ENTRIES SHOWN |

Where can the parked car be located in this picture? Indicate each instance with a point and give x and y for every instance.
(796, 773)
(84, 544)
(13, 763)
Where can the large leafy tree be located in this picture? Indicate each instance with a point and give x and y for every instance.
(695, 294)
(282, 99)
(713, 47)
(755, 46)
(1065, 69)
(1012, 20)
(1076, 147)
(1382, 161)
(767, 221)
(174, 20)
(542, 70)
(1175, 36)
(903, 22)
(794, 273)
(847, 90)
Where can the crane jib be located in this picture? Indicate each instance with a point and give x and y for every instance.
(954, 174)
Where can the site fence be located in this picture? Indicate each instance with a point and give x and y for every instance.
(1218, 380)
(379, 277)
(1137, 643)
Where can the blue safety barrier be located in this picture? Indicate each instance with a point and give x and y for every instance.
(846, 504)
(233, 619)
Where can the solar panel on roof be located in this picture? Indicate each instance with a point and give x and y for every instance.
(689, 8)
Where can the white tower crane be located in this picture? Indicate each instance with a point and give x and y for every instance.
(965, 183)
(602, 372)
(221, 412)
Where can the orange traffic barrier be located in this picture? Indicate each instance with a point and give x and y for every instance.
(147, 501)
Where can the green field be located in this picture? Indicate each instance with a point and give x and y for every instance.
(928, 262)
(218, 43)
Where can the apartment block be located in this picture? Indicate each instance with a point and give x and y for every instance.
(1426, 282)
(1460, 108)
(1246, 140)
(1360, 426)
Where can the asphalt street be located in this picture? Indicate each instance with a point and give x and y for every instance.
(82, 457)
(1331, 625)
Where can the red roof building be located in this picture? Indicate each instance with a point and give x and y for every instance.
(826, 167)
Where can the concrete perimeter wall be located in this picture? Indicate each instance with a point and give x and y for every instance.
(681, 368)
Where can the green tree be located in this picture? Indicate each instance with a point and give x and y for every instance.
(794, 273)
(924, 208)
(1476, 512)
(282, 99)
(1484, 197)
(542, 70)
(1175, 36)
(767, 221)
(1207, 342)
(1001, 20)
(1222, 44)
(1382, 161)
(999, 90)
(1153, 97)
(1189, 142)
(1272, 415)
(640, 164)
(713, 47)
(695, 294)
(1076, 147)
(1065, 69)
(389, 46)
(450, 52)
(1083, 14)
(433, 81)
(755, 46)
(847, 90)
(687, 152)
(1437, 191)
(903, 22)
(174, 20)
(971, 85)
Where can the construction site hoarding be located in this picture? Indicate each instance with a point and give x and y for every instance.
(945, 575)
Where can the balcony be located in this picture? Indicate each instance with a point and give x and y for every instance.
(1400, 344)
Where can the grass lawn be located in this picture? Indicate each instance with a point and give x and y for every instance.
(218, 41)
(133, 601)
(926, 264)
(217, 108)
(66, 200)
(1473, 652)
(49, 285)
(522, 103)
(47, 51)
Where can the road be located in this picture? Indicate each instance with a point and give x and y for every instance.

WHAT YOU ARE ASKED TO DO | Repeat, with no changes, each line from the one with "Where can the construction" to the end of the listing, including both ends and nothing else.

ANSWER TO THE PROBLEM |
Where can the construction site hoarding be located in this picture? Indicate each instance with a point and give x and y for every instance.
(945, 575)
Where can the balcony be located in this picture? Indicate each instance with a point and give x and y for every instance.
(1400, 344)
Where can the grass lawn be located in this picture? Indicate each instance with a point and give x and y for every instance.
(218, 41)
(133, 601)
(926, 264)
(217, 108)
(66, 200)
(1473, 652)
(49, 285)
(522, 103)
(47, 51)
Where can the road be located in this picture? Indicate each instance with a point and give x and y for every instance.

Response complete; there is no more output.